#### Testo citato:

Dalla mappa concettuale diacronica che qui
presentiamo (Fig. 1), si evince quali
innovazioni il dpr 275/99 e il novellato Titolo
V (2001) hanno apportato al nostro Sistema
nazionale educativo di istruzione e formazione.
Prima del ’99 vigeva un processo lineare
verticale, che potremmo definire a cascata. Il
Ministero per la Pubblica Istruzione (Mpi)
emanava i “suoi” Programmi, a cui le unità
scolastiche dovevano semplicemente attenersi:
pertanto, gli studenti che “rispondevano” ai
contenuti di cui ai Programmi erano promossi,
gli altri bocciati. Con le innovazioni suddette
si è voluta cancellare tale linearità per dar
vita a un vero e proprio sistema in cui diversi
soggetti istituzionali autonomi dovrebbero
svolgere funzioni diverse, anche se strettamente
correlate. Il Mpi cessa così di essere il primo
e indiscusso interlocutore e diventa un soggetto
i cui compiti dovrebbero essere essenzialmente
di indirizzo, orientamento, determinazione delle
risorse, valutazione. Non dovrebbe più erogare
Programmi, ma limitarsi a dare semplici
Indicazioni, che le istituzioni scolastiche
nella loro autonomia dovrebbero tradurre in
curricoli.
Fig. 1
![](foto/tiriticco18_all1.jpg)
L’innovazione, inoltre, affidava alle
istituzioni scolastiche compiti nuovi, che
andavano oltre la semplice istruzione
(conoscenza da parte degli alunni di precisi
contenuti disciplinari): loro compito dovrebbe
essere anche quello di educare (il cittadino) e
di formare (la persona): un ampliamento di
orizzonte e di impegno che avrebbe dovuto
garantire a ciascun alunno il suo personale
“successo formativo” (vedi art. 1, c. 2 del dpr
275/99). Assumemmo anche l’impegno che nessun
alunno potesse uscire dal sistema di istruzione,
educazione e formazione se non avesse conseguito
almeno una qualifica entro il 18° anno di età.
Com’è noto, la formazione professionale
regionale attribuisce la prima qualifica ai 17
anni di età, corrispondente al secondo livello
dell’EQF. Altre competenze venivano affidate
alle Regioni e agli Enti Locali, ed è anche noto
che su questa tematica e su quella
dell’individuazione dei Livelli essenziali di
prestazione (Lep), di competenza dello Stato, la
discussione è ancora aperta e riguarda la
difficile prospettiva federalista.
A
dieci anni da tali profonde innovazioni
istituzionali, il nuovo sistema delle Autonomie
è entrato a regime? I soggetti coinvolti nella
operazione hanno trovato ciascuno il suo ruolo?

#### Compiti ed esercizi:
A. Trascrivi fedelmente il testo sull'autonomia scolastica, cominciando da "Com’è noto, la" e proseguendo fino a "difficile prospettiva federalista.".
B. Riprendi il testo sull'autonomia scolastica e portalo avanti a partire dalla sua ultima frase.

#### Dati forniti:
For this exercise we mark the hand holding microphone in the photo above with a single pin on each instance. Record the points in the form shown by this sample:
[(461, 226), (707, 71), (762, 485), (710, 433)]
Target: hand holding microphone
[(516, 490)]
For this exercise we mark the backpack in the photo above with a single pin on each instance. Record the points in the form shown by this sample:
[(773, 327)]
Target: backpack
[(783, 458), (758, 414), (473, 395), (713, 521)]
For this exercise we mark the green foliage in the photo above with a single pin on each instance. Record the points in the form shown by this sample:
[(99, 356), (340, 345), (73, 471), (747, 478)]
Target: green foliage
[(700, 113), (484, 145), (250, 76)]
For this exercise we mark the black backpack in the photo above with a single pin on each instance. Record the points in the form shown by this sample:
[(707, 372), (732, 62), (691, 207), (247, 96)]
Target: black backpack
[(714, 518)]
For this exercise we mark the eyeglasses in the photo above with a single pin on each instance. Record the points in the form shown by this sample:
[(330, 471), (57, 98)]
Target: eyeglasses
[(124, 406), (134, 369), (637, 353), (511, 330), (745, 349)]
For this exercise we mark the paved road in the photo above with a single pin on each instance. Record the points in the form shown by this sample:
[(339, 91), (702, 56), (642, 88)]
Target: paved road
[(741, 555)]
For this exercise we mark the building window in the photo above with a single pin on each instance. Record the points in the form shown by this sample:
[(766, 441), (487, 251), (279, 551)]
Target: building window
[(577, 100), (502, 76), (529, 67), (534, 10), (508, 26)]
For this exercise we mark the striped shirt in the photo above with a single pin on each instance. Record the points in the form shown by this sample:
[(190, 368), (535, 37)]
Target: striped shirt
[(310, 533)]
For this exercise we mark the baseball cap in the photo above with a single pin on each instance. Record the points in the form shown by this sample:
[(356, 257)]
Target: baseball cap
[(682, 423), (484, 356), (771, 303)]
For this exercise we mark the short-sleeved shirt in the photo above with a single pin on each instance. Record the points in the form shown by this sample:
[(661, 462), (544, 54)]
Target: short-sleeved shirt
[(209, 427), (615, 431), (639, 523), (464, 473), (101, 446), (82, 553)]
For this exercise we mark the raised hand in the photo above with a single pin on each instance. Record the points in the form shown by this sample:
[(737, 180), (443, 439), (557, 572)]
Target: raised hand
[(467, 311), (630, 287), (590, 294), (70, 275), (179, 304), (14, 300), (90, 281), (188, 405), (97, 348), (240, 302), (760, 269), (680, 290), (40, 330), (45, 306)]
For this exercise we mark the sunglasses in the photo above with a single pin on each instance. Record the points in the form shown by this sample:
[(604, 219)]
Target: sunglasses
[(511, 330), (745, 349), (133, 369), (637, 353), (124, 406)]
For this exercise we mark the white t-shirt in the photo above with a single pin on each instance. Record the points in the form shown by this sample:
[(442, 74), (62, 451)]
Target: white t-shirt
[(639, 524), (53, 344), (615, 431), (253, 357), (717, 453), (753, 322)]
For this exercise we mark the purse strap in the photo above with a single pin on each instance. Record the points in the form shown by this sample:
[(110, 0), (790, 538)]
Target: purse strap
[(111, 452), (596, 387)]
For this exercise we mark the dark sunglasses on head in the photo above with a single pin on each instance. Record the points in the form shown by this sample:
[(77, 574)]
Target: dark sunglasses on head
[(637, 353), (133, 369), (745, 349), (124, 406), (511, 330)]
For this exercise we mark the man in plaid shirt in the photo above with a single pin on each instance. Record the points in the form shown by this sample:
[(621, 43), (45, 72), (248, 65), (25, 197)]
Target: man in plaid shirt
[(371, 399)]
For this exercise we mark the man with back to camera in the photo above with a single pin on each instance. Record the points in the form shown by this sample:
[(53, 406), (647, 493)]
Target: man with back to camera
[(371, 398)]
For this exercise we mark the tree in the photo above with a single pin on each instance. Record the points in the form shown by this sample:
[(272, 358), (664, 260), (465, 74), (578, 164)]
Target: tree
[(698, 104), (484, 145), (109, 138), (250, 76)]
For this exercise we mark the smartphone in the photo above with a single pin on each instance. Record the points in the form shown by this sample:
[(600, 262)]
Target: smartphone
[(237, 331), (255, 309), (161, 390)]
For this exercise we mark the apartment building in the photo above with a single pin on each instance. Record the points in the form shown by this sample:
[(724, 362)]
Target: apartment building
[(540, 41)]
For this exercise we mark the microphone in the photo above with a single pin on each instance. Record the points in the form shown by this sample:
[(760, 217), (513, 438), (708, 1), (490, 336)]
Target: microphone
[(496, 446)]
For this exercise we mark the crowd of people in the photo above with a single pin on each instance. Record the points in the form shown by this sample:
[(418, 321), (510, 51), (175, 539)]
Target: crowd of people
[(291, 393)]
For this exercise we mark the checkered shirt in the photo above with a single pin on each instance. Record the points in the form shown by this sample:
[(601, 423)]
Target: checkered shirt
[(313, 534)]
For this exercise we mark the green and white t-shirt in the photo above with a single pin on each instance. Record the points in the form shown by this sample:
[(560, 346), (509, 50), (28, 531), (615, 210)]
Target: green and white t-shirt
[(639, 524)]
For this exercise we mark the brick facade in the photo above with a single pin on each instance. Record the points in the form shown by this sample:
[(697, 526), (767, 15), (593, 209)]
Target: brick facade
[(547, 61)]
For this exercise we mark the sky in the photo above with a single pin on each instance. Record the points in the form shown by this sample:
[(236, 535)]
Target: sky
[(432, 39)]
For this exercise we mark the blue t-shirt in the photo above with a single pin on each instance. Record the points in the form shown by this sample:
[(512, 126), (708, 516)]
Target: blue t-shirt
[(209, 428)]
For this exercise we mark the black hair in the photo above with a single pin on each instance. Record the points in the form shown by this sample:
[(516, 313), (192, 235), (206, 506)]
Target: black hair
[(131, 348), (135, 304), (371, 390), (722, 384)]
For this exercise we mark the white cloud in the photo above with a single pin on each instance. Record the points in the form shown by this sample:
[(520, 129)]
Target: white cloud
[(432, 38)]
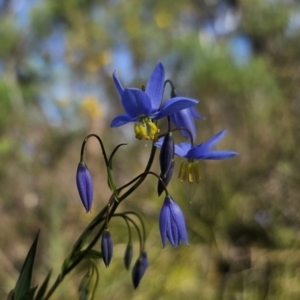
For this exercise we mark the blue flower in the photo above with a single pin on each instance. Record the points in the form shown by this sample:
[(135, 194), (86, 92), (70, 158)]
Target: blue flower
[(203, 150), (185, 118), (139, 269), (171, 223), (106, 247), (142, 107), (128, 255), (84, 185), (190, 169)]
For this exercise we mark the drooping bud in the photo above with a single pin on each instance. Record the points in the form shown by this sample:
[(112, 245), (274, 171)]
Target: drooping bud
[(166, 159), (106, 247), (172, 223), (84, 287), (139, 269), (128, 256), (85, 185)]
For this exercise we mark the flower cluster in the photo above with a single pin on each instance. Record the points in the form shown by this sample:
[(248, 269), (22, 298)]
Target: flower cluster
[(145, 107)]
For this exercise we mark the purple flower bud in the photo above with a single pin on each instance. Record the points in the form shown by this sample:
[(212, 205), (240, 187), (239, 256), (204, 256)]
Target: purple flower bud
[(166, 179), (106, 247), (139, 269), (166, 159), (84, 185), (172, 223), (128, 256)]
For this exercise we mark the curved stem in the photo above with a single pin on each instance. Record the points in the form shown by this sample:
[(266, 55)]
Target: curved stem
[(101, 144), (99, 217)]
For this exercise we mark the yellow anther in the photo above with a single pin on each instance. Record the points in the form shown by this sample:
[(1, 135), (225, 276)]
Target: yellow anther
[(145, 129), (189, 170), (196, 171), (137, 131)]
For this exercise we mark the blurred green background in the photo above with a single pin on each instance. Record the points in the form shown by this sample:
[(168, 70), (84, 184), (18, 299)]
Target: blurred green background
[(240, 58)]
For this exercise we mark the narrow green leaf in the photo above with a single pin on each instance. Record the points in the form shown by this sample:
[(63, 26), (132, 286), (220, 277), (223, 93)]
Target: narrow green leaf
[(43, 288), (23, 284), (30, 294)]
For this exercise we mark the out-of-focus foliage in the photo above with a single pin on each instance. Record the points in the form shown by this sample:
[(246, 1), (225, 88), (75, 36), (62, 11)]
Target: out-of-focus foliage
[(239, 58)]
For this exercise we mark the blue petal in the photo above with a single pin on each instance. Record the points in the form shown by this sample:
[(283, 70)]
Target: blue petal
[(121, 120), (215, 154), (159, 142), (155, 86), (85, 185), (173, 233), (118, 84), (136, 103), (174, 105), (195, 114), (180, 222), (214, 140), (163, 222), (184, 118), (182, 149)]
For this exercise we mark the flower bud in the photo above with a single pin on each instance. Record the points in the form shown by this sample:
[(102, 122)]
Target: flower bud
[(166, 159), (84, 185), (139, 269), (128, 255), (172, 223), (106, 247)]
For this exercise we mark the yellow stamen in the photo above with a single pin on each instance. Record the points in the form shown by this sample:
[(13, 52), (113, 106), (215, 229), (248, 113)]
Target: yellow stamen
[(189, 170), (145, 129)]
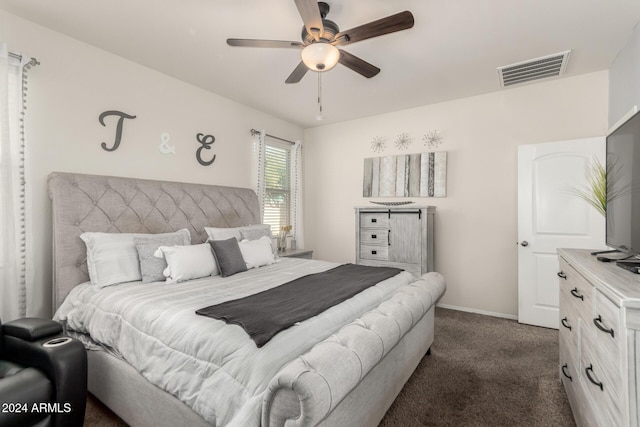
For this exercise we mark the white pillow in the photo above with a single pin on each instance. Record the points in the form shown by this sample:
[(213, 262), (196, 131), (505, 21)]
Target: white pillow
[(112, 258), (257, 253), (215, 233), (187, 262)]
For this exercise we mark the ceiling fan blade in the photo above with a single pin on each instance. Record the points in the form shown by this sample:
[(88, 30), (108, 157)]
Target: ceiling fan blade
[(310, 14), (264, 43), (358, 65), (298, 73), (390, 24)]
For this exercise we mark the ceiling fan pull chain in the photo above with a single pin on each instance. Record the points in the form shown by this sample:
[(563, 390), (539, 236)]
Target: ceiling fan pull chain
[(319, 116)]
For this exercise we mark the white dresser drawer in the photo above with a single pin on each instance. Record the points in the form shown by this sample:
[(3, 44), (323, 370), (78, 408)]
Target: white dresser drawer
[(370, 236), (608, 336), (374, 252), (374, 220), (577, 292)]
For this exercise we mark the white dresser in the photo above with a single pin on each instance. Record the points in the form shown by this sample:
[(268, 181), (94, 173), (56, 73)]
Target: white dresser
[(599, 339), (396, 237)]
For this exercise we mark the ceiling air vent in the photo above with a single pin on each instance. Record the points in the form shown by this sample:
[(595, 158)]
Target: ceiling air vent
[(533, 69)]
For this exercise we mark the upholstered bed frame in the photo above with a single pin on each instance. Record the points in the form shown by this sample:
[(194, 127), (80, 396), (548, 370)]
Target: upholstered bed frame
[(350, 378)]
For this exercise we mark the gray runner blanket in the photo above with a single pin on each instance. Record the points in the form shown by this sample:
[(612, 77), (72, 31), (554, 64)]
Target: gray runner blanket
[(264, 314)]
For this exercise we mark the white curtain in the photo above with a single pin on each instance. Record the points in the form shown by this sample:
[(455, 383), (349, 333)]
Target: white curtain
[(258, 168), (297, 194), (15, 268)]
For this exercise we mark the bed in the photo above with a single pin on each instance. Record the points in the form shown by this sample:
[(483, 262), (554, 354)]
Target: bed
[(344, 366)]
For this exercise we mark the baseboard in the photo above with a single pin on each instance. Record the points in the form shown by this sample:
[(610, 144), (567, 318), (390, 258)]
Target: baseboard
[(473, 310)]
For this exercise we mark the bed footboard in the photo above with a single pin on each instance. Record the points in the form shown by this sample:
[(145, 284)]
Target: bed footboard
[(309, 388)]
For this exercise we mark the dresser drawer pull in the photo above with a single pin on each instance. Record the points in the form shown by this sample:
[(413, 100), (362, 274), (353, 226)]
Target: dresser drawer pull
[(587, 371), (598, 322), (576, 294), (565, 366)]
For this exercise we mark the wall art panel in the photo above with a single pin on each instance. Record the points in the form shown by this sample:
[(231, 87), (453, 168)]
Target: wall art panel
[(410, 175)]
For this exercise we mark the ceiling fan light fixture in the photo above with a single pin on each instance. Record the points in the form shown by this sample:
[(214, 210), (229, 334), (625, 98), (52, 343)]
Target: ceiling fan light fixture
[(320, 56)]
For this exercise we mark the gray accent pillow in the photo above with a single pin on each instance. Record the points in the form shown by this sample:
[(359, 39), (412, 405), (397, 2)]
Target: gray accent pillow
[(151, 268), (255, 233), (228, 256)]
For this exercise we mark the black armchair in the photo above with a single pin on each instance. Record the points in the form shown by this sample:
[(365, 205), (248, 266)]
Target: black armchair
[(43, 375)]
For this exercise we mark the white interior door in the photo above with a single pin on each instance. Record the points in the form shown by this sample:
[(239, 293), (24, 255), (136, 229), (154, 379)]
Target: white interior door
[(551, 217)]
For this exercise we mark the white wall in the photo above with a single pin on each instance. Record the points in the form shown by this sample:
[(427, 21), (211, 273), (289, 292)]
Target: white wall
[(76, 82), (624, 79), (476, 224)]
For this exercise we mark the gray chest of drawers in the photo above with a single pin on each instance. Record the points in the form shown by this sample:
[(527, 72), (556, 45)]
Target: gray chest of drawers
[(396, 237), (599, 339)]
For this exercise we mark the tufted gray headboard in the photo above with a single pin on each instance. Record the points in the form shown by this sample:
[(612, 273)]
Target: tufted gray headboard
[(127, 205)]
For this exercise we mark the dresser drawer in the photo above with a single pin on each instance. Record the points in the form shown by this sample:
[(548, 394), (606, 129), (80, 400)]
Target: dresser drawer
[(374, 237), (568, 333), (603, 386), (374, 252), (575, 290), (374, 220), (608, 336)]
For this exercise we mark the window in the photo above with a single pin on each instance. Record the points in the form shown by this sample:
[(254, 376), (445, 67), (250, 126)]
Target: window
[(277, 195)]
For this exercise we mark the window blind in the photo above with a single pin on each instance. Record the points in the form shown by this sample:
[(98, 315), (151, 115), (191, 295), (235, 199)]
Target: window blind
[(277, 201)]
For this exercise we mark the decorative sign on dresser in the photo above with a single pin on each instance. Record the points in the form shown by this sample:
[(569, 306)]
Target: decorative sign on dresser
[(396, 237), (599, 339)]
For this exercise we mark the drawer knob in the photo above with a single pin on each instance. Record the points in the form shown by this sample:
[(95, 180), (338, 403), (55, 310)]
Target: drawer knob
[(565, 366), (588, 371), (576, 293), (598, 322)]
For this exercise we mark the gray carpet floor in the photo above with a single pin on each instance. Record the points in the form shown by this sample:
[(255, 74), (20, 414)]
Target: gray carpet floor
[(482, 371)]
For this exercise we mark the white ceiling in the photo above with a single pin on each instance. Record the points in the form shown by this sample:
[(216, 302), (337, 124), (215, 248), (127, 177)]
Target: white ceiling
[(452, 51)]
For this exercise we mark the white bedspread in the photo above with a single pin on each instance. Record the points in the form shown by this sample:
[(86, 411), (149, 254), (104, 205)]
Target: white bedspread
[(213, 367)]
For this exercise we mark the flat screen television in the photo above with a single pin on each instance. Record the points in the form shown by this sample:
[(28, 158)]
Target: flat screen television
[(623, 185)]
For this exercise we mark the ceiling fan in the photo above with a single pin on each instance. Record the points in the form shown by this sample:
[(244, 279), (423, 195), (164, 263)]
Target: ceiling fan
[(320, 37)]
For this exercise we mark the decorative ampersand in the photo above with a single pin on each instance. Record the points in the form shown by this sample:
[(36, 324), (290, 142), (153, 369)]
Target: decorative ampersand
[(206, 141), (122, 116)]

#### Risposte:
A.
Com’è noto, la formazione professionale
regionale attribuisce la prima qualifica ai 17
anni di età, corrispondente al secondo livello
dell’EQF. Altre competenze venivano affidate
alle Regioni e agli Enti Locali, ed è anche noto
che su questa tematica e su quella
dell’individuazione dei Livelli essenziali di
prestazione (Lep), di competenza dello Stato, la
discussione è ancora aperta e riguarda la
difficile prospettiva federalista.

B.
A mio vedere, no! Ne fa fede il fatto che le
Indicazioni nazionali relative al secondo ciclo
di istruzione prodotte negli ultimi mesi da
questo governo sono un insieme di documenti che
si sviluppano per centinaia di pagine, spesso di
difficile lettura, ora ripetitive, ora
contraddittorie; non riescono a centrare quali
sono le finalità che vengono proposte alle
istituzioni scolastiche e le competenze che gli
studenti devono acquisire. A fronte di un
cambiamento di orizzonte così impegnativo –
trasformare una scuola centrata da sempre sulle
conoscenze a una suola centrata sulle competenze
– le Indicazioni sono assolutamente
insufficienti, ora sovrabbondanti, ora
imprecise, e purtroppo finiscono con l’essere
ben più vincolanti dei vecchi Programmi!
Il
momento è quindi molto difficile! La società che
molti chiamano della conoscenza impegna i
sistemi di istruzione a formare persone che
conseguano competenze tali che permettano loro
di far fronte a un mercato del lavoro sempre più
complesso e difficile, e di possedere tutti
quegli strumenti che permettano loro di leggere
e comprendere un mondo che si fa sempre più
complesso. Purtroppo, com’è noto, appena un
terzo degli italiani possiede una competenza
linguistica funzionale!
In tale situazione, se vogliamo cambiare il
Paese in materia di istruzione, dobbiamo
muoverci su due fronti: da un lato, tallonare il
governo e il Miur punto per punto, perché il
processo dell’autonomia esca dalle secche in cui
è stato cacciato e riprenda il suo corso;
dall’altro, sostenere concretamente scuole e
insegnanti a operare per conquistare passo dopo
passo quell’autonomia che di fatto non si vuole
loro né riconoscere né concedere.
La
realizzazione dell’autonomia è strettamente
legata a un modello di scuola che non può essere
dettato dall’alto.
Lo
Stato dovrebbe limitarsi a dettare le norme
generali sull’istruzione e i Lep. In effetti, le
Indicazioni del secondo ciclo sono un insieme di
documenti sovrabbondanti, fortemente assertivi e
non sempre tra loro correlati; le Indicazioni
per il primo ciclo sono ancora allo studio nelle
stanze del Miur. La determinazione dei livelli
essenziali delle prestazioni che Regioni ed Enti
locali dovrebbero erogare al fine di evitare
disuguaglianze sul territorio nazionale in
materia di soddisfazione del diritto
all’istruzione è ancora una materia in fieri.
Pertanto, le due condizioni fondamentali per
l’avvio di un rigoroso e produttivo processo
autonomistico non sono a tutt’oggi soddisfatte.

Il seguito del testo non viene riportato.